▶ _Text block_:
((
Folio 17 of Latin 7478 contains a diagram combining a didactic cosmographical system (represented in the form of concentric circles, one for each of the four elements) and a small geographical mappa mundi (a term used for medieval European map of the world). This mappa mundi is of particular interest to contemporary scholars due to its high level of geographical precision in comparison to other similar medieval examples. The map in Latin 7478 shows a rather realistic depiction of the Mediterranean and North sees, (The following region are labeled: “Francia” (France), “Spania” (Spain), “Italia” (Italy), “Turchia” (Turkey), “Caucasia” (Caucasus) or “Egyptus” (Egypt), and in central Europe “Polonia” (Poland), “Ungaria” (Hungary), “Scla[via]” (region inhabited by the Slavs), “Alba” (Albania).

==Table of contents==
The manuscript's table of contents is as follows:
1. F. 1. Tabula quattuor cyclorum decemnovenalium. (Circular repartitions diagram of years by a cycle of nineteen years)
))
▶ _Action item A_: Translate this sentence from the text on manuscript Latin 7478 into French: "This mappa mundi is of particular interest to contemporary scholars due to its high level of geographical precision in comparison to other similar medieval examples."
▶ _Action item B_: According to the text on manuscript Latin 7478, what does each concentric circle in the cosmographical system on folio 17 stand for?
▶ _Action item C_: Continue the text on manuscript Latin 7478 from its last line.

▶ _Supplied data_:
((
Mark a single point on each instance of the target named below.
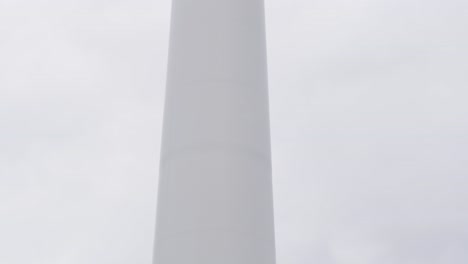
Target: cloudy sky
(369, 130)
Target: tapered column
(215, 193)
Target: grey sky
(369, 130)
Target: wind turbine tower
(215, 201)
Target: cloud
(369, 130)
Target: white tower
(215, 193)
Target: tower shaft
(215, 193)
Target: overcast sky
(369, 126)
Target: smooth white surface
(215, 191)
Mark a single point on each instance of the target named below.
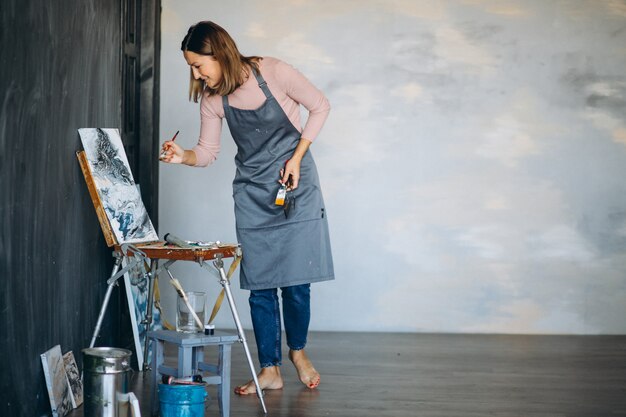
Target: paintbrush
(181, 292)
(164, 153)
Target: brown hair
(208, 38)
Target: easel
(210, 258)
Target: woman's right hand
(172, 153)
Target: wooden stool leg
(157, 360)
(223, 370)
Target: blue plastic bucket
(182, 400)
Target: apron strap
(262, 84)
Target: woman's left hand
(292, 168)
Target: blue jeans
(265, 313)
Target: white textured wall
(474, 162)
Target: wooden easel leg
(149, 308)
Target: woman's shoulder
(271, 64)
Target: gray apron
(278, 251)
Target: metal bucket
(106, 375)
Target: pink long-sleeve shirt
(290, 88)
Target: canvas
(116, 187)
(56, 381)
(137, 298)
(73, 379)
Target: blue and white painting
(116, 187)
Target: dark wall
(60, 69)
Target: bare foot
(269, 378)
(306, 372)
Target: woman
(284, 246)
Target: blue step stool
(191, 358)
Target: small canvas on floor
(73, 379)
(56, 381)
(116, 187)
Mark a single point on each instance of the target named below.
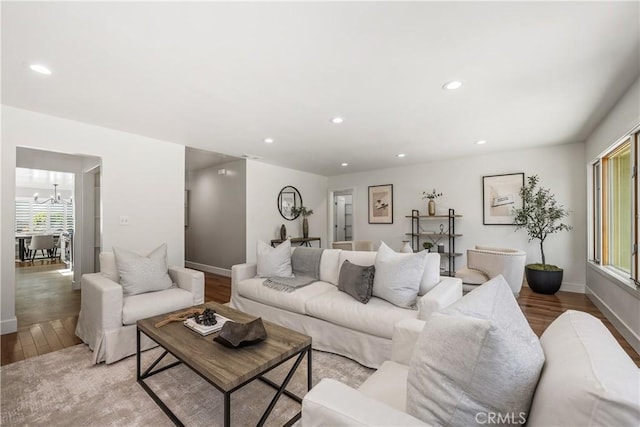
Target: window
(615, 208)
(32, 217)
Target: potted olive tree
(541, 216)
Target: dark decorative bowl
(236, 335)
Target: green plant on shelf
(433, 195)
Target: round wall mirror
(288, 198)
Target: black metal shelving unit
(435, 237)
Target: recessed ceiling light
(452, 85)
(40, 69)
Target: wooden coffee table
(227, 369)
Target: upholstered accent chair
(487, 262)
(355, 245)
(107, 320)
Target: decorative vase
(406, 248)
(432, 207)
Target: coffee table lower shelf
(281, 389)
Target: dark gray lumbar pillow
(357, 281)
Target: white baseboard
(573, 287)
(9, 326)
(625, 331)
(208, 268)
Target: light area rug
(63, 388)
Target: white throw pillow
(398, 276)
(140, 274)
(274, 262)
(475, 359)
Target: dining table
(23, 237)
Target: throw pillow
(274, 262)
(398, 276)
(475, 358)
(140, 274)
(357, 281)
(431, 276)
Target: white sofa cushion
(140, 274)
(357, 257)
(274, 262)
(431, 275)
(585, 370)
(388, 384)
(330, 266)
(377, 317)
(478, 356)
(295, 301)
(398, 276)
(141, 306)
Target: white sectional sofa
(587, 380)
(337, 322)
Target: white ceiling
(223, 76)
(200, 159)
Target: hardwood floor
(45, 336)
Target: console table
(302, 241)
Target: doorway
(342, 215)
(67, 206)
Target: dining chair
(41, 243)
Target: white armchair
(107, 320)
(486, 262)
(380, 400)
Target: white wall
(618, 301)
(142, 178)
(215, 238)
(264, 183)
(560, 168)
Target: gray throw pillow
(357, 281)
(140, 274)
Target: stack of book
(206, 330)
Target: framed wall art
(500, 196)
(381, 204)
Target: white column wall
(142, 178)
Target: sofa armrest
(240, 272)
(405, 337)
(331, 403)
(189, 280)
(445, 293)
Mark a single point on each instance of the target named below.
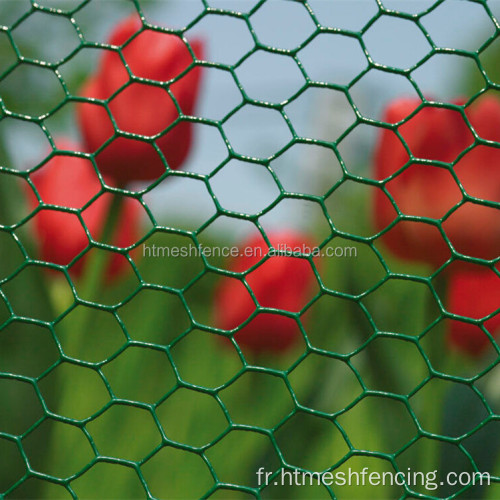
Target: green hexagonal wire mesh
(125, 390)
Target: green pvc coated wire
(29, 260)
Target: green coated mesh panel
(140, 399)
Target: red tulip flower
(425, 189)
(145, 109)
(474, 295)
(71, 182)
(282, 282)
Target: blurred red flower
(141, 108)
(474, 295)
(425, 189)
(283, 282)
(71, 182)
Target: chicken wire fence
(20, 313)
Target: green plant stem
(92, 284)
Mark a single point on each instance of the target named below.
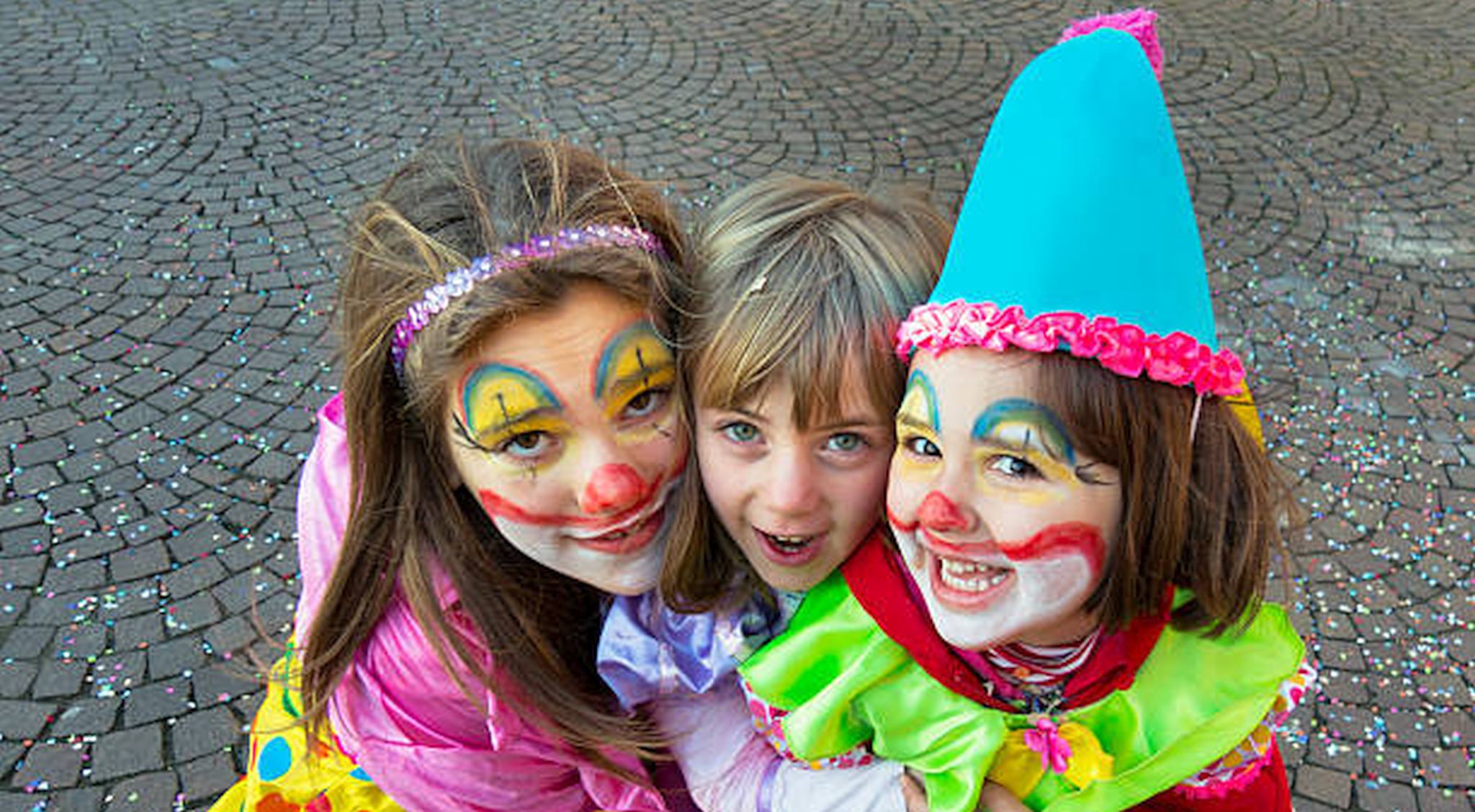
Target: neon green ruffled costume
(844, 681)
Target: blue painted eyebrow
(609, 356)
(1043, 428)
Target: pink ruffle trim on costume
(1139, 22)
(769, 723)
(1126, 350)
(1242, 765)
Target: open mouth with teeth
(789, 550)
(626, 540)
(964, 584)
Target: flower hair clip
(514, 256)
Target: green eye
(740, 432)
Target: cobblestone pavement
(173, 184)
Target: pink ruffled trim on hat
(1126, 350)
(1139, 22)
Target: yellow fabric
(1242, 407)
(282, 777)
(1020, 768)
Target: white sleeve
(730, 768)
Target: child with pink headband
(1085, 525)
(501, 460)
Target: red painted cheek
(1061, 540)
(612, 487)
(940, 513)
(501, 508)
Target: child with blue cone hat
(1083, 523)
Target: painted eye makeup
(1023, 441)
(509, 413)
(635, 375)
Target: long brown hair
(1203, 508)
(803, 280)
(446, 205)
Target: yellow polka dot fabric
(291, 774)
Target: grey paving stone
(140, 793)
(1334, 789)
(204, 731)
(87, 716)
(176, 657)
(192, 578)
(59, 678)
(138, 631)
(25, 641)
(195, 612)
(136, 562)
(22, 720)
(205, 778)
(127, 752)
(222, 682)
(49, 767)
(15, 678)
(156, 700)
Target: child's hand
(993, 799)
(912, 792)
(997, 799)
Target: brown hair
(803, 280)
(446, 205)
(1201, 512)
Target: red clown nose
(611, 488)
(938, 513)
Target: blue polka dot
(274, 759)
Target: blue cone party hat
(1077, 232)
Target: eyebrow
(477, 407)
(640, 376)
(1033, 416)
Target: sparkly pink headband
(459, 282)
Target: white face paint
(564, 429)
(1005, 528)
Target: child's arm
(730, 768)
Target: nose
(611, 488)
(791, 482)
(941, 513)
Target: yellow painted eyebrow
(498, 398)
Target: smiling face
(1003, 523)
(797, 500)
(562, 426)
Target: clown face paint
(562, 426)
(797, 502)
(1003, 523)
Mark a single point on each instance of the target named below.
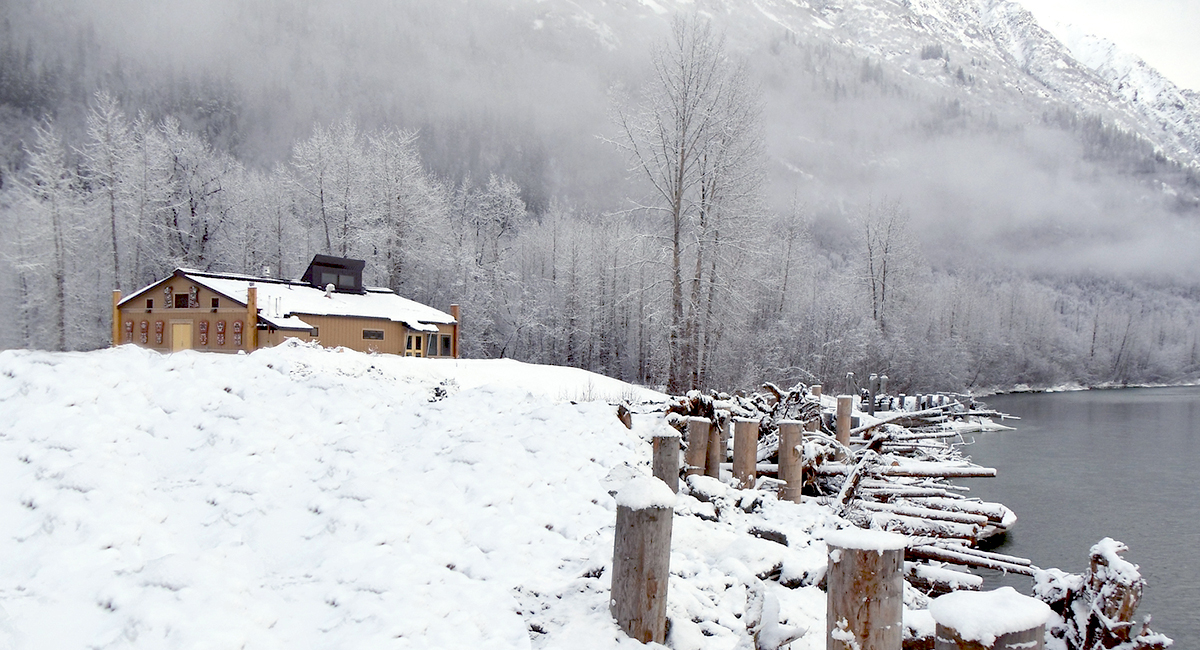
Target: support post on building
(117, 317)
(456, 312)
(251, 318)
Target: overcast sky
(1164, 32)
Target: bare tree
(694, 139)
(888, 257)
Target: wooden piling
(791, 462)
(666, 457)
(641, 558)
(873, 389)
(865, 590)
(717, 446)
(697, 445)
(845, 403)
(1001, 619)
(745, 451)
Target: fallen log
(988, 554)
(915, 527)
(851, 483)
(928, 513)
(943, 489)
(939, 410)
(939, 579)
(922, 470)
(966, 559)
(994, 512)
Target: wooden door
(180, 336)
(413, 345)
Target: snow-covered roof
(283, 304)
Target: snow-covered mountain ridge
(1005, 55)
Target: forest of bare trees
(693, 281)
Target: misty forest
(688, 199)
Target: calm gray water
(1114, 463)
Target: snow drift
(309, 498)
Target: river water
(1113, 463)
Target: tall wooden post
(251, 318)
(989, 620)
(641, 558)
(117, 317)
(791, 462)
(873, 389)
(745, 451)
(717, 446)
(845, 404)
(697, 445)
(456, 313)
(865, 590)
(666, 457)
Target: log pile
(894, 475)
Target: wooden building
(231, 312)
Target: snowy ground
(307, 498)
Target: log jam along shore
(886, 463)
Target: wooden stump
(989, 620)
(845, 404)
(697, 445)
(865, 590)
(666, 457)
(745, 451)
(717, 446)
(641, 559)
(791, 462)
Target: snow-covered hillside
(309, 498)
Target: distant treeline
(933, 236)
(133, 199)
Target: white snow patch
(865, 540)
(985, 615)
(646, 492)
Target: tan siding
(333, 331)
(346, 331)
(227, 311)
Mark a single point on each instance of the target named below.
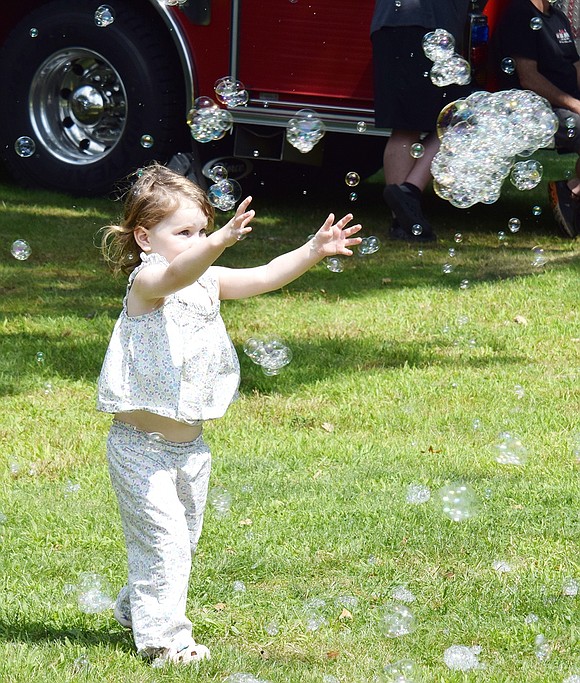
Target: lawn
(401, 376)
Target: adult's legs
(398, 164)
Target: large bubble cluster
(480, 138)
(305, 130)
(271, 354)
(448, 67)
(231, 92)
(208, 122)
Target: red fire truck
(84, 97)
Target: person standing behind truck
(407, 101)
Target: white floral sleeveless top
(177, 361)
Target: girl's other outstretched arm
(331, 239)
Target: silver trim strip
(182, 48)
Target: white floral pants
(161, 489)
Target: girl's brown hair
(154, 195)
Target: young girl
(170, 366)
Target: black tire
(100, 90)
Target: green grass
(393, 363)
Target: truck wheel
(84, 105)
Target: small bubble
(508, 65)
(147, 141)
(104, 16)
(352, 179)
(25, 147)
(20, 249)
(417, 150)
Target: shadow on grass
(21, 630)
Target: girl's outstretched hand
(336, 238)
(237, 228)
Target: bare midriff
(171, 430)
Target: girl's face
(174, 234)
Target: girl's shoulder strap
(146, 260)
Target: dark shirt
(551, 46)
(431, 14)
))
▶ _Output A_: Cette mappa mundi présente un intérêt particulier pour les chercheurs contemporains en raison de son haut niveau de précision géographique par rapport à d'autres exemples médiévaux similaires.

▶ _Output B_: Each circle stands for one of the four elements.

▶ _Output C_:
2. F. 2–13. [Kalendarium]: « Januarius » (f. 2) — « December » (f. 13).
3. F. 14. Tabula signorum lune per totum annum. (Equivalence table between the lunar letter and the lunar longitude)
4. F. 15. Tabula ad inveniendum ciclum solarem et lunarem. (Table to determine lunar and solar cycle)
5. F. 16. Tabula ad inveniendum festa mobilia et ebdomadas. (table to determine liturgical feast and weeks)
6. F. 17. A D-type mappa mundi, representing the celestial spheres and the duration of planetary orbital periods.